### WHAT YOU SHOULD DO
Render the lines between the one containing "like [(313, 264)]." and the one containing "[(252, 38)]", inclusive, as a two-column CSV with headers text and answer. Give one row for each text and its answer, with each in a single quoted field and line breaks replaced by spaces.

### DATA ENTRIES
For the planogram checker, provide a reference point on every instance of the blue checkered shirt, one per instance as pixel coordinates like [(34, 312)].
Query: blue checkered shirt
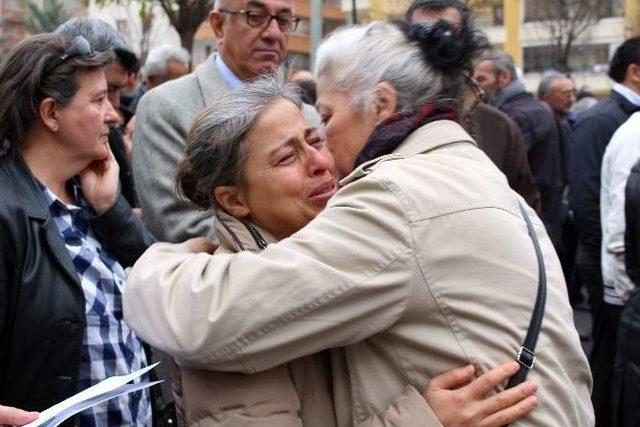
[(109, 347)]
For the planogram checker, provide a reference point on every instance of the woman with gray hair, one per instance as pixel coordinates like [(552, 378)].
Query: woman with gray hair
[(251, 157), (421, 262)]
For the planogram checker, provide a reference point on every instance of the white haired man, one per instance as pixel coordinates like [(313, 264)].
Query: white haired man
[(252, 38)]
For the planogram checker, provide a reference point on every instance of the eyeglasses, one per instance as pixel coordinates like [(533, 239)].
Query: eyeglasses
[(79, 47), (259, 19)]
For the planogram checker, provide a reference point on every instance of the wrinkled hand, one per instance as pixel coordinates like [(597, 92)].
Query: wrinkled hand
[(200, 244), (101, 183), (460, 400), (13, 416)]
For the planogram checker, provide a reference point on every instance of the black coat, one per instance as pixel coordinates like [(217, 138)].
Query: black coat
[(589, 139), (542, 140), (42, 307), (632, 224)]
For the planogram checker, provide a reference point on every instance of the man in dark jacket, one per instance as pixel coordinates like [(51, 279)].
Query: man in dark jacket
[(495, 72), (496, 134), (589, 140)]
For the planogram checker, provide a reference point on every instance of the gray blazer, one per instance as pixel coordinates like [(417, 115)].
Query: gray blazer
[(164, 117)]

### SOLUTION BELOW
text,answer
"For the planogram checker, provide a reference point on every instance of the white haired man, one per instance as pixel coordinates like [(313, 264)]. Query: white haired man","[(252, 38)]"